Exercise instructions: Resume the forum post about memory use climbing while BeautifulSoup parses a series of XML files, starting right after its final line, "10.000 to 70.000 lines per file."

___ Text excerpt ___

2

The case:

I'm attempting to read an XML file, extract a small amount of data from it using BeautifulSoup, add the data to a dictionary, close the file and then progress to the next file. Once I've extracted the data I need, the file should be closed and released from memory.

The problem:

The program will eventually halt with a memory error and task-manager clearly shows an increasing amount of memory consumption after each file, leading me to believe my files aren't being properly closed or released from memory. In my environment, this will happen after reading roughly 200 files.

Things I've tried without success:

  • Collect garbage with gc.collect() (Doesn't seem to make a difference)

  • Decompose the file with soup.decompose() (Doesn't seem to make a difference)

  • Various files of different sizes

  • SoupStrainer (Next to no difference with/without it)

2 "solutions" I found:

  • Force the script to restart itself after a while (Not optimal)

  • 64-bit version and more physical ram (Not optimal)

Info about the files:

  • Ranging from 100kb to 5mb in size
  • 10.000 to 70.000 lines per file.

___ Dataset records ___

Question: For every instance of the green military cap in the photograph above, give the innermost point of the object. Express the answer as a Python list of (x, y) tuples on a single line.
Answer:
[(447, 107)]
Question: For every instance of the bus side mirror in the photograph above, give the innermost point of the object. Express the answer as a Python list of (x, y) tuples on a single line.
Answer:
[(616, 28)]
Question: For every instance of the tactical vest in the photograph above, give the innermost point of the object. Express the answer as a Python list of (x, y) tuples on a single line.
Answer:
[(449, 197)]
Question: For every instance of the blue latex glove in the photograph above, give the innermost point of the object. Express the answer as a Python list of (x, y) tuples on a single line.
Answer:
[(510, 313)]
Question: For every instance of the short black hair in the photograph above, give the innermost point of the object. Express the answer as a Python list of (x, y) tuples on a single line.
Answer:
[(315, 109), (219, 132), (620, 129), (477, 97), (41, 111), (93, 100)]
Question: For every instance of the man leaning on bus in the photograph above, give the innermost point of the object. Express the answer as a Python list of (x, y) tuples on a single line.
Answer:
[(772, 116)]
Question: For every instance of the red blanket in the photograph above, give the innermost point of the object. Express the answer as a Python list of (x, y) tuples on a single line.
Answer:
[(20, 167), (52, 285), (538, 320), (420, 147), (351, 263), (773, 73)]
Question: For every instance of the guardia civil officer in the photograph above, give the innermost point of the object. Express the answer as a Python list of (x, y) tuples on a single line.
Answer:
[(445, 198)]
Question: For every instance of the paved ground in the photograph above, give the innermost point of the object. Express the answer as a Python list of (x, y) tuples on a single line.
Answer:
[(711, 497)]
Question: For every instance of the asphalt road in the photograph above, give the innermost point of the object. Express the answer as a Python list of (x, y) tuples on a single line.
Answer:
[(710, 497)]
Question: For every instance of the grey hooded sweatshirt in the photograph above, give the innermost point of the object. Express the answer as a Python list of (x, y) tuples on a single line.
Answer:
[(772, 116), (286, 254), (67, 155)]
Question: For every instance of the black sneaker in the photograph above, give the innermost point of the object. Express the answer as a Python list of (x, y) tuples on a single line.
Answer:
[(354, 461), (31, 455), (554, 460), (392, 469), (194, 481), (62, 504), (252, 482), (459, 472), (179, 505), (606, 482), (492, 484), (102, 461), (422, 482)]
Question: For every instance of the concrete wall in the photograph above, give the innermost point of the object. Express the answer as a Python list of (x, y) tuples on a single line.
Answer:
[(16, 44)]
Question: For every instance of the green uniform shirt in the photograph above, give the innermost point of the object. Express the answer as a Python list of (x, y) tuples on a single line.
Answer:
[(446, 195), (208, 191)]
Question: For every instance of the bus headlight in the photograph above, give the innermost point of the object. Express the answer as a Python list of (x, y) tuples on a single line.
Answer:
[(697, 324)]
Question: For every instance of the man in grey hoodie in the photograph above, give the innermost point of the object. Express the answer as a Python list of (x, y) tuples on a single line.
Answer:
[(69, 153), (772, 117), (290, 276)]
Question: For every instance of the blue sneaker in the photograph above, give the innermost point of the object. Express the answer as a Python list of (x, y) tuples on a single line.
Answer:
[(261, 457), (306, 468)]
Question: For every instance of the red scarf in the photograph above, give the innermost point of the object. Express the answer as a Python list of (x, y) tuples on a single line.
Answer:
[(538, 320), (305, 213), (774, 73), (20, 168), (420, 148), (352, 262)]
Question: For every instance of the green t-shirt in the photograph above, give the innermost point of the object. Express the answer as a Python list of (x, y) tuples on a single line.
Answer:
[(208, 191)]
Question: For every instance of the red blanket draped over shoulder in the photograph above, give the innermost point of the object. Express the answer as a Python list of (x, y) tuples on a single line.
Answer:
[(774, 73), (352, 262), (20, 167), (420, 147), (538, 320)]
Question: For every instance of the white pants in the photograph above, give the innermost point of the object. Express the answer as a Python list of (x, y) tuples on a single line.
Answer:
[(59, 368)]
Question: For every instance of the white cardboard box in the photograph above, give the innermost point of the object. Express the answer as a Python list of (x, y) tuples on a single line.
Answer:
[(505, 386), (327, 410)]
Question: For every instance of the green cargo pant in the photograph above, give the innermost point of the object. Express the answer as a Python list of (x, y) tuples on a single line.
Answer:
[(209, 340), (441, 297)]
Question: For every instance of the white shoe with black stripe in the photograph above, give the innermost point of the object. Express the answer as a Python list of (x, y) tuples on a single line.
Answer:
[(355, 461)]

___

Result for this exercise:
  • Standard .xml formatting

Example of XML structure / snippet from file. (Can be up to 70.000 lines of this):

<!-- language: xml -->
<Partner>
  <Language>en-US</Language>
  <PartnerRole>stackoverflow1</PartnerRole>
  <IsSalesAreaDependent>True</IsSalesAreaDependent>
  <ContactPerson>
    <ContactPerson>
      <Language>en-US</Language>
    </ContactPerson>
  </ContactPerson>
  <InheritFromSoldTo>True</InheritFromSoldTo>
  <SalesAreaData>
    <SalesAreaData>
      <Language>en-US</Language>
      <Valid>False</Valid>
      <SalesOrganization>stackoverflow2</SalesOrganization>
      <DistributionChannel>stackoverflow3</DistributionChannel>
      <SalesDivision>stackoverflow4</SalesDivision>
      <CustomerGroup />
      <Currency>stackoverflow5</Currency>
      <PriceGroup />
      <PriceList>stackoverflow6</PriceList>
      <ShippingConditions />
      <Plant />
      <PaymentTerms />
    </SalesAreaData>
  </SalesAreaData>
  <CustomerHierarchy />
</Partner>

Code:

for fname in glob.glob(path+"/Quotes/**/*.quote"): #Further define path

    with open(fname, encoding="utf8") as open_file:

        gc.collect()
        counter += 1
        contents = open_file.read()
        soup = BeautifulSoup(contents, 'lxml')

        try:
            results = ("("+str(counter)+") " + " Ref: " + soup.quickref.string + " Last modified: " + soup.modifieddate.string)
            bsize = os.path.getsize(fname)
            totalsize += bsize

            tempdata = (soup.modifieddate.string, soup.quickref.string, soup.ownerusername.string, soup.companyname.string, soup.totalnetvalue.string, fname)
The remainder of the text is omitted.